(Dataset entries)
"""

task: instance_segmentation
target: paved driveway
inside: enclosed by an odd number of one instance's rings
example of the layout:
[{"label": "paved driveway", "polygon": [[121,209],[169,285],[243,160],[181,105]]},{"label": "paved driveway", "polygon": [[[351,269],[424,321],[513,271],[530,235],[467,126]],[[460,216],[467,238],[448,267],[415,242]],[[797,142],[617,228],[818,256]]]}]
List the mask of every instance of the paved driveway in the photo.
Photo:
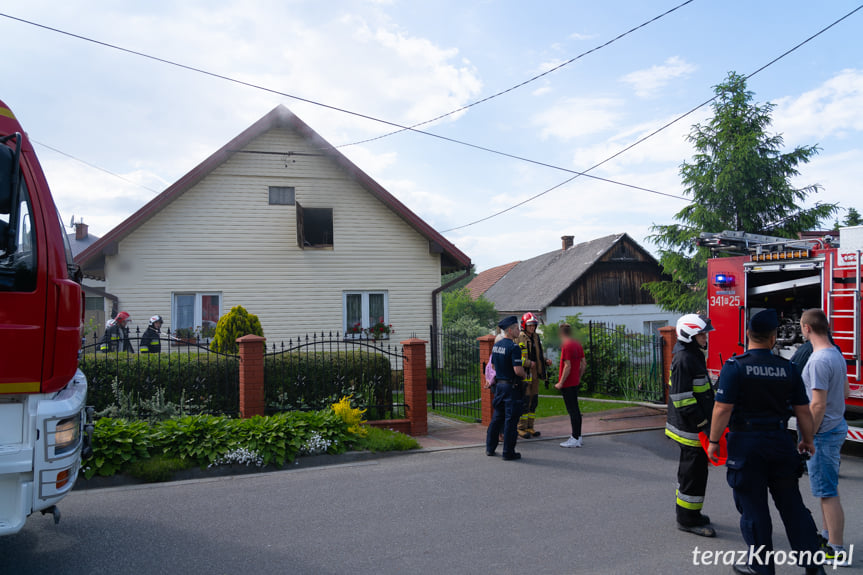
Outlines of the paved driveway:
[{"label": "paved driveway", "polygon": [[[503,462],[482,448],[348,465],[74,492],[63,520],[0,539],[12,574],[730,573],[701,549],[742,549],[724,470],[705,511],[718,537],[674,527],[676,447],[661,431],[544,441]],[[863,462],[842,467],[859,544]],[[806,500],[808,481],[802,481]],[[815,509],[815,507],[811,507]],[[816,514],[816,517],[818,515]],[[777,548],[787,549],[776,523]],[[798,573],[786,567],[779,573]],[[849,573],[853,573],[851,570]]]}]

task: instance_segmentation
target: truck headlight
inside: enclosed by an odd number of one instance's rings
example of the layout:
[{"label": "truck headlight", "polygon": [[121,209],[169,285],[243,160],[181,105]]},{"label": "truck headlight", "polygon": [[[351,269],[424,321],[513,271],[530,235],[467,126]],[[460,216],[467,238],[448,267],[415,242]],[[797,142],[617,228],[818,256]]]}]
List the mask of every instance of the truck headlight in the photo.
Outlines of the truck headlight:
[{"label": "truck headlight", "polygon": [[54,430],[54,455],[62,455],[75,449],[81,437],[81,413],[61,419]]}]

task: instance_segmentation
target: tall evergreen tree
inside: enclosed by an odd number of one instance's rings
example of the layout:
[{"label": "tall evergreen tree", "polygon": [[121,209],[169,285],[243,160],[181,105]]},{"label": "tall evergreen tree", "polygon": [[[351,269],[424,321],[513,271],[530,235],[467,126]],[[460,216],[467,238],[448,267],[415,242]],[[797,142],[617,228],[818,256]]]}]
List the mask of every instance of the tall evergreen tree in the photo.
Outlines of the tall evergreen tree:
[{"label": "tall evergreen tree", "polygon": [[650,236],[659,246],[664,271],[673,279],[646,287],[663,309],[679,313],[704,310],[706,305],[710,253],[695,246],[701,232],[796,237],[838,209],[833,204],[801,207],[819,186],[795,188],[790,180],[818,147],[798,146],[781,153],[782,136],[767,132],[774,105],[753,102],[746,78],[730,72],[714,93],[713,118],[692,127],[687,139],[695,155],[680,167],[684,194],[692,201],[674,215],[680,223],[654,225]]},{"label": "tall evergreen tree", "polygon": [[863,218],[860,217],[860,212],[856,209],[848,208],[848,212],[845,214],[845,221],[842,224],[845,226],[859,226],[863,224]]}]

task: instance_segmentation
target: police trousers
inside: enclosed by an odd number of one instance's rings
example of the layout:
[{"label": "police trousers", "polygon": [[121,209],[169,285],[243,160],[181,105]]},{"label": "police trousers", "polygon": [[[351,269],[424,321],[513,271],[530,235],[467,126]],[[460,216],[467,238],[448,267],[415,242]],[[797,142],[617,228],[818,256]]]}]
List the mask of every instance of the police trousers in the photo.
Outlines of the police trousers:
[{"label": "police trousers", "polygon": [[[747,545],[773,550],[773,524],[767,503],[773,498],[788,543],[797,552],[818,550],[817,531],[812,514],[803,503],[798,486],[802,467],[797,445],[785,430],[729,432],[728,485],[734,490],[734,504],[740,512],[740,532]],[[764,557],[762,553],[762,558]],[[757,562],[758,573],[775,573],[772,560]],[[809,566],[804,562],[802,566]]]},{"label": "police trousers", "polygon": [[494,384],[494,399],[491,404],[494,414],[486,432],[485,450],[493,452],[497,449],[498,436],[503,428],[503,454],[512,455],[518,440],[518,418],[521,417],[522,410],[521,386],[503,381]]},{"label": "police trousers", "polygon": [[704,494],[707,491],[707,467],[710,462],[701,447],[680,445],[677,465],[677,522],[687,527],[699,524]]}]

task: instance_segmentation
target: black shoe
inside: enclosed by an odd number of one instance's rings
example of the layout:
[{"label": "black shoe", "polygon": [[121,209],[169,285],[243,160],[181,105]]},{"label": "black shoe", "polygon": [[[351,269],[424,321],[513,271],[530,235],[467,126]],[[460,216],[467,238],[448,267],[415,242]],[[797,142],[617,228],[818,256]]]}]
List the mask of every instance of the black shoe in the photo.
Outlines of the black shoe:
[{"label": "black shoe", "polygon": [[513,452],[513,453],[504,453],[503,454],[503,460],[504,461],[516,461],[518,459],[521,459],[521,453]]},{"label": "black shoe", "polygon": [[716,530],[713,529],[713,527],[708,527],[707,525],[681,525],[680,523],[678,523],[677,528],[681,531],[701,535],[702,537],[716,537]]},{"label": "black shoe", "polygon": [[533,430],[533,436],[534,437],[539,437],[540,435],[542,435],[542,433],[540,433],[539,431],[537,431],[535,429]]},{"label": "black shoe", "polygon": [[710,517],[708,517],[707,515],[704,515],[702,513],[699,513],[698,519],[696,519],[695,524],[696,525],[709,525],[710,524]]},{"label": "black shoe", "polygon": [[740,575],[758,575],[758,571],[753,569],[751,566],[743,564],[738,565],[735,563],[731,566],[735,573],[740,573]]},{"label": "black shoe", "polygon": [[817,567],[807,567],[806,575],[827,575],[827,572],[824,571],[823,565],[819,565]]},{"label": "black shoe", "polygon": [[494,457],[496,455],[496,453],[494,451],[486,451],[485,454],[488,455],[489,457]]}]

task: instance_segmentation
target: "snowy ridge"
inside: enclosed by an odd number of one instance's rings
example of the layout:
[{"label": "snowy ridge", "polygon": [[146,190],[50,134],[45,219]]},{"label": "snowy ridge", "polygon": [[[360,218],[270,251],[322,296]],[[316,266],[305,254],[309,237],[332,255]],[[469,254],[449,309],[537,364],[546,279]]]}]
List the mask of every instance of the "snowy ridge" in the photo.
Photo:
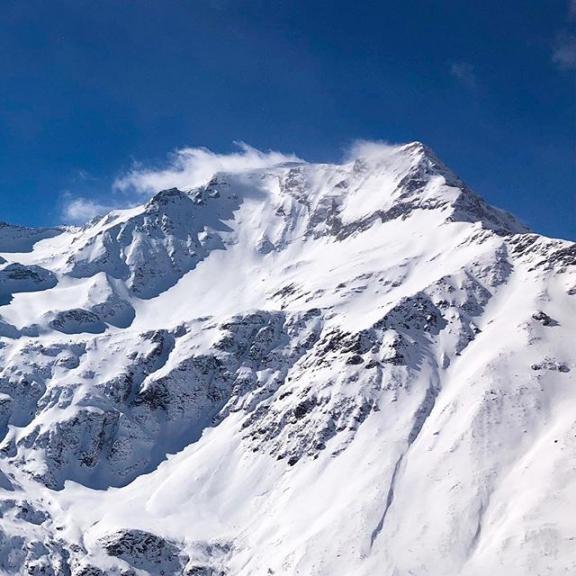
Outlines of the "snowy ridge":
[{"label": "snowy ridge", "polygon": [[576,570],[576,246],[422,144],[0,232],[0,573]]}]

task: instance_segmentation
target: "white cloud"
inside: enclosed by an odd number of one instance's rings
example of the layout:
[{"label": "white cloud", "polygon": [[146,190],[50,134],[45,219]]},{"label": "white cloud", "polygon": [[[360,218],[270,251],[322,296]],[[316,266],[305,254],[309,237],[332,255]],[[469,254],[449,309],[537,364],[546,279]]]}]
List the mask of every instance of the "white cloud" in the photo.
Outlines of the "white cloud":
[{"label": "white cloud", "polygon": [[150,169],[137,165],[118,178],[114,188],[140,195],[174,187],[188,190],[206,184],[217,172],[242,173],[284,162],[301,161],[293,154],[261,152],[243,142],[237,143],[237,146],[239,151],[229,154],[218,154],[207,148],[176,150],[166,167]]},{"label": "white cloud", "polygon": [[[114,182],[115,194],[107,203],[94,198],[63,194],[62,219],[67,224],[84,224],[110,210],[128,208],[143,202],[152,194],[167,188],[189,190],[210,181],[217,172],[242,173],[267,168],[285,162],[302,162],[294,154],[262,152],[244,144],[236,143],[237,152],[219,154],[207,148],[182,148],[173,152],[167,163],[158,168],[135,165]],[[77,174],[78,179],[89,175]]]},{"label": "white cloud", "polygon": [[468,90],[474,90],[478,84],[474,66],[467,62],[453,62],[450,66],[450,74]]},{"label": "white cloud", "polygon": [[110,210],[112,210],[111,206],[100,204],[90,198],[74,197],[70,193],[66,193],[62,217],[69,224],[84,224],[95,216],[105,214]]}]

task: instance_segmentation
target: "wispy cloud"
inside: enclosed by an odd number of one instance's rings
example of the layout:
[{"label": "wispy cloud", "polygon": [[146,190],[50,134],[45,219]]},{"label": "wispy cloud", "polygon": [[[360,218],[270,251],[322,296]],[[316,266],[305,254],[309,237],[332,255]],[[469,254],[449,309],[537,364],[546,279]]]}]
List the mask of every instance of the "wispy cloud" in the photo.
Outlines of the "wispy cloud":
[{"label": "wispy cloud", "polygon": [[77,168],[74,170],[70,179],[73,182],[90,182],[97,180],[95,176],[92,176],[88,170],[84,170],[83,168]]},{"label": "wispy cloud", "polygon": [[[65,192],[62,197],[62,219],[66,224],[84,224],[110,210],[139,204],[160,190],[174,187],[190,190],[202,186],[217,172],[240,174],[285,162],[302,162],[294,154],[262,152],[243,142],[236,143],[236,146],[238,150],[230,153],[212,152],[207,148],[182,148],[170,154],[161,166],[135,164],[114,181],[113,190],[105,202],[95,197]],[[85,179],[84,174],[76,176],[80,180]]]},{"label": "wispy cloud", "polygon": [[468,90],[475,90],[478,86],[474,66],[468,62],[453,62],[450,66],[450,74]]},{"label": "wispy cloud", "polygon": [[102,204],[91,198],[74,196],[70,192],[64,194],[62,218],[66,224],[84,224],[96,216],[106,214],[113,207]]},{"label": "wispy cloud", "polygon": [[[568,0],[567,20],[576,21],[576,0]],[[576,70],[576,34],[561,31],[553,45],[552,62],[560,70]]]},{"label": "wispy cloud", "polygon": [[166,188],[176,187],[186,190],[201,186],[217,172],[242,173],[284,162],[300,161],[293,154],[262,152],[243,142],[236,145],[238,151],[229,154],[219,154],[206,148],[176,150],[170,155],[164,167],[134,166],[115,181],[114,188],[147,196]]},{"label": "wispy cloud", "polygon": [[576,36],[564,33],[558,37],[552,61],[561,70],[576,70]]}]

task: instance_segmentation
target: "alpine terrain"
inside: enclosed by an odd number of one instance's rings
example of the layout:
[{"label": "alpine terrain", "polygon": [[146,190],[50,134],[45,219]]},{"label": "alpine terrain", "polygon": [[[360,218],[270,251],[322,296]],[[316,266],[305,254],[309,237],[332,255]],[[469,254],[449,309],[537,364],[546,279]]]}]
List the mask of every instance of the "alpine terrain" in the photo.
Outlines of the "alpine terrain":
[{"label": "alpine terrain", "polygon": [[424,145],[0,226],[0,573],[576,574],[576,245]]}]

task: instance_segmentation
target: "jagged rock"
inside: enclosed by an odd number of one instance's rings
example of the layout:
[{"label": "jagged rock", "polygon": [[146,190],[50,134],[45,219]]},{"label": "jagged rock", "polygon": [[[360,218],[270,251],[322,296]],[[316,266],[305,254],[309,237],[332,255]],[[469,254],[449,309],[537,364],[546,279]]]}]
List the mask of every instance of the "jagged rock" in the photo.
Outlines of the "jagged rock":
[{"label": "jagged rock", "polygon": [[535,362],[530,366],[532,370],[557,370],[558,372],[570,372],[570,368],[564,363],[552,358],[545,358],[542,362]]},{"label": "jagged rock", "polygon": [[225,576],[226,573],[210,566],[190,566],[186,567],[185,576]]},{"label": "jagged rock", "polygon": [[542,326],[558,326],[558,322],[550,318],[550,316],[548,316],[548,314],[545,312],[542,312],[542,310],[534,312],[534,314],[532,314],[532,318],[537,322],[540,322]]},{"label": "jagged rock", "polygon": [[219,234],[237,209],[237,199],[207,188],[194,197],[176,188],[156,194],[126,222],[97,222],[78,237],[68,259],[72,276],[106,272],[126,281],[140,298],[152,298],[173,286],[212,250],[222,248]]},{"label": "jagged rock", "polygon": [[101,538],[99,544],[110,556],[153,574],[180,573],[183,563],[188,561],[181,558],[173,543],[143,530],[120,530]]},{"label": "jagged rock", "polygon": [[106,330],[106,324],[102,322],[98,314],[81,308],[57,312],[54,319],[50,320],[49,326],[65,334],[79,334],[81,332],[97,334]]},{"label": "jagged rock", "polygon": [[17,262],[0,269],[0,306],[18,292],[39,292],[56,286],[56,276],[41,266],[24,266]]}]

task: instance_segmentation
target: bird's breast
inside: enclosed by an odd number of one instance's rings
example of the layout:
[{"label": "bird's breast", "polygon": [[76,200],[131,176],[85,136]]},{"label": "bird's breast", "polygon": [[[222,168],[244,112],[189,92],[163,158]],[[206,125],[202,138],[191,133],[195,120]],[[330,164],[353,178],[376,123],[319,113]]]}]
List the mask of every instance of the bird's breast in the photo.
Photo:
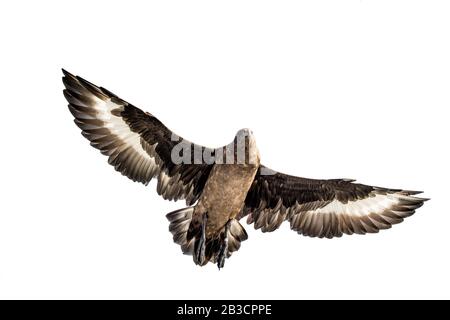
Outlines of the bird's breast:
[{"label": "bird's breast", "polygon": [[194,212],[208,213],[207,235],[221,230],[241,211],[257,170],[250,165],[214,165]]}]

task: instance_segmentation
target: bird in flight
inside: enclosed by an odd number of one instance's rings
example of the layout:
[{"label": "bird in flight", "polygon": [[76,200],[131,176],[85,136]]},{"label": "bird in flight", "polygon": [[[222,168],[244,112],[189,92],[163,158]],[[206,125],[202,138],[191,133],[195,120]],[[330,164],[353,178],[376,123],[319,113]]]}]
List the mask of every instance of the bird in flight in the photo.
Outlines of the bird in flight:
[{"label": "bird in flight", "polygon": [[247,240],[239,222],[244,217],[262,232],[288,221],[299,234],[334,238],[388,229],[428,200],[417,197],[418,191],[276,172],[260,163],[248,129],[221,148],[193,144],[112,92],[63,74],[75,124],[108,163],[145,185],[156,178],[157,192],[166,200],[186,201],[186,208],[167,219],[174,242],[197,265],[224,266]]}]

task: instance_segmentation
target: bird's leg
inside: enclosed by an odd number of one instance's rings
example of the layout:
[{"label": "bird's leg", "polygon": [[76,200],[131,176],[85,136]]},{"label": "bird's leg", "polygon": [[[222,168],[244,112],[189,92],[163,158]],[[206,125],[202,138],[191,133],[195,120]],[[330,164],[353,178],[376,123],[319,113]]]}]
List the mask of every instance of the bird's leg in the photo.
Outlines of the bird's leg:
[{"label": "bird's leg", "polygon": [[227,257],[228,252],[228,230],[230,230],[231,220],[227,222],[224,230],[224,238],[220,243],[219,256],[217,257],[217,267],[219,270],[224,267],[225,259]]},{"label": "bird's leg", "polygon": [[202,233],[198,242],[197,252],[195,253],[197,262],[201,266],[205,264],[205,250],[206,250],[206,222],[208,214],[205,212],[202,218]]}]

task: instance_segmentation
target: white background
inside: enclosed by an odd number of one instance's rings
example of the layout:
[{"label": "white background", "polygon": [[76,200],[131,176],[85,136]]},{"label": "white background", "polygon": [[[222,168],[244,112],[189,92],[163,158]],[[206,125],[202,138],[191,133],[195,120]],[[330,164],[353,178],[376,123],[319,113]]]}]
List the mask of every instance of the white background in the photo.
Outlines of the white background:
[{"label": "white background", "polygon": [[[448,1],[0,4],[0,298],[450,298]],[[166,202],[91,148],[60,68],[207,146],[251,128],[263,163],[424,190],[376,235],[285,224],[200,268]]]}]

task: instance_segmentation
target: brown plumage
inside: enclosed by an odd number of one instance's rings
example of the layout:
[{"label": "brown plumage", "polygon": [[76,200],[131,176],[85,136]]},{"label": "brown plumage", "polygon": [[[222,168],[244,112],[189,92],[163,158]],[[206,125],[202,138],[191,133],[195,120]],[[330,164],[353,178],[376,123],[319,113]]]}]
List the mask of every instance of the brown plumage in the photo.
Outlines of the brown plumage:
[{"label": "brown plumage", "polygon": [[109,164],[145,185],[157,178],[157,192],[164,199],[186,201],[189,207],[167,214],[169,230],[198,265],[211,261],[223,267],[247,239],[239,223],[245,216],[263,232],[287,220],[299,234],[333,238],[388,229],[427,200],[416,191],[273,171],[260,164],[255,138],[247,129],[221,148],[190,143],[152,114],[63,73],[64,96],[75,124]]}]

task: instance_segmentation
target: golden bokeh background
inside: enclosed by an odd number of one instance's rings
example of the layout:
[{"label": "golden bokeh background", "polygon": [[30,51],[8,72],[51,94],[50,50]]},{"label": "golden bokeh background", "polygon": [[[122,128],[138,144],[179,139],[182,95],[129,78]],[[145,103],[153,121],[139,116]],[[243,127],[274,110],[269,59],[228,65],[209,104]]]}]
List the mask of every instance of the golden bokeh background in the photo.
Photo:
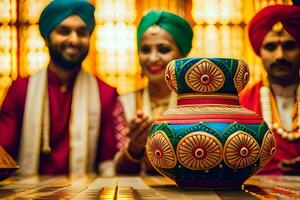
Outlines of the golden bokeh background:
[{"label": "golden bokeh background", "polygon": [[[48,49],[38,29],[39,15],[50,0],[0,0],[0,104],[17,77],[47,67]],[[261,8],[291,0],[93,0],[96,27],[84,68],[115,86],[120,94],[143,87],[137,58],[136,29],[150,9],[186,18],[194,30],[188,57],[234,57],[249,65],[250,84],[264,70],[251,49],[247,24]],[[249,86],[248,85],[248,86]]]}]

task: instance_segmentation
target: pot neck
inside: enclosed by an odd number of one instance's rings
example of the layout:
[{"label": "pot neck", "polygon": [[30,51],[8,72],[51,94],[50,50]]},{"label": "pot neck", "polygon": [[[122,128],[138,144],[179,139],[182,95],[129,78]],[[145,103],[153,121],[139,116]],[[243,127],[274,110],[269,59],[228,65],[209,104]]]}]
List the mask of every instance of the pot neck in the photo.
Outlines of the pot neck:
[{"label": "pot neck", "polygon": [[240,105],[238,95],[232,94],[179,94],[177,105]]}]

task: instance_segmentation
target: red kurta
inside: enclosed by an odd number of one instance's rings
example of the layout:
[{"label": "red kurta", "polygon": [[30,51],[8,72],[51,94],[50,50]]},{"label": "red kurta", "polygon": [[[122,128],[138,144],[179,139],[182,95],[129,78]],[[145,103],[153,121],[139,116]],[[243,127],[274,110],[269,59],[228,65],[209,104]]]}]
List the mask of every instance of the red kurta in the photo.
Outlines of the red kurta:
[{"label": "red kurta", "polygon": [[[69,120],[72,90],[77,74],[72,77],[67,90],[62,90],[59,78],[48,69],[48,92],[50,106],[51,154],[41,153],[39,173],[46,175],[69,172]],[[0,111],[0,145],[17,159],[22,118],[29,78],[17,79],[11,85]],[[117,152],[116,120],[113,115],[118,104],[114,88],[97,79],[101,101],[101,124],[97,159],[99,164],[113,159]],[[22,166],[21,166],[22,167]],[[95,166],[95,171],[97,167]]]},{"label": "red kurta", "polygon": [[[260,103],[260,88],[262,81],[255,84],[252,88],[245,91],[240,98],[240,103],[244,107],[262,115]],[[259,174],[282,175],[278,165],[281,160],[293,159],[300,155],[300,140],[288,141],[283,139],[276,131],[272,130],[276,138],[277,151],[269,164],[264,167]]]}]

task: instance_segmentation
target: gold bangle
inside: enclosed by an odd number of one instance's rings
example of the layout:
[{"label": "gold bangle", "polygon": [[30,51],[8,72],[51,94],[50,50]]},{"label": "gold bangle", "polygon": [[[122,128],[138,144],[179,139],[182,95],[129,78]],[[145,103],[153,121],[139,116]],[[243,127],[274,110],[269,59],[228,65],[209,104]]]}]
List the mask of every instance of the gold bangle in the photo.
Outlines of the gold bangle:
[{"label": "gold bangle", "polygon": [[136,159],[136,158],[134,158],[134,157],[129,153],[128,148],[126,148],[126,149],[124,150],[124,154],[125,154],[125,156],[126,156],[130,161],[132,161],[132,162],[134,162],[134,163],[140,163],[140,162],[141,162],[141,159]]}]

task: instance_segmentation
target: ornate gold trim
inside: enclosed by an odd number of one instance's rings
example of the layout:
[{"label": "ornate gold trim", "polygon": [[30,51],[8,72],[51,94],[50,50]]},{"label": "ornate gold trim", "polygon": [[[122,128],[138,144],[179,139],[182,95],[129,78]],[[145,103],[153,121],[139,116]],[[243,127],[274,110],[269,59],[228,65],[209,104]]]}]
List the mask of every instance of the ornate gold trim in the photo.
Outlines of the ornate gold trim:
[{"label": "ornate gold trim", "polygon": [[266,166],[273,155],[276,153],[276,140],[273,133],[268,130],[264,136],[262,147],[261,147],[261,157],[260,157],[260,165],[262,167]]},{"label": "ornate gold trim", "polygon": [[178,161],[191,170],[209,170],[222,161],[222,143],[213,135],[199,131],[184,136],[177,145]]},{"label": "ornate gold trim", "polygon": [[195,63],[186,72],[184,79],[192,90],[203,93],[216,92],[225,83],[225,75],[222,70],[208,59]]},{"label": "ornate gold trim", "polygon": [[[162,149],[154,150],[155,145],[160,145]],[[171,169],[177,164],[173,145],[162,130],[156,131],[150,136],[146,144],[146,152],[150,163],[157,168]]]},{"label": "ornate gold trim", "polygon": [[217,94],[207,94],[207,93],[184,93],[178,94],[177,99],[191,99],[191,98],[220,98],[220,99],[233,99],[239,100],[238,95],[226,94],[226,93],[217,93]]},{"label": "ornate gold trim", "polygon": [[249,82],[250,73],[248,65],[243,61],[238,61],[238,68],[235,72],[233,82],[238,92],[242,91]]},{"label": "ornate gold trim", "polygon": [[248,167],[259,159],[260,147],[253,136],[236,131],[226,140],[223,157],[225,164],[232,169]]}]

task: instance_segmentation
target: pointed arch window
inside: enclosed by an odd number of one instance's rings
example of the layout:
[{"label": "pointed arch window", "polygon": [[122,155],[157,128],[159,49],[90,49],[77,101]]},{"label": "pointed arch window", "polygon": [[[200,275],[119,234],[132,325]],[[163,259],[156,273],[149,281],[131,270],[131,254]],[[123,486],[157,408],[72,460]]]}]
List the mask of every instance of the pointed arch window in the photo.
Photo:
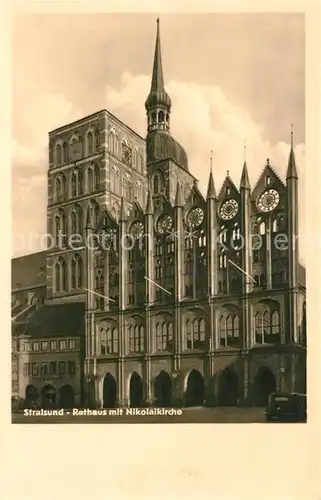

"""

# Your objective:
The answer should consist of every line above in which "arch" appears.

# Answer for this exercise:
target: pointed arch window
[{"label": "pointed arch window", "polygon": [[122,155],[157,128],[159,49],[90,49],[77,101]]},{"label": "pointed arch window", "polygon": [[[200,275],[119,234],[132,325]],[[163,259],[156,273],[149,281],[131,270],[131,254]],[[123,486],[157,408],[72,460]]]}]
List the mask of every instance of the pointed arch window in the photo.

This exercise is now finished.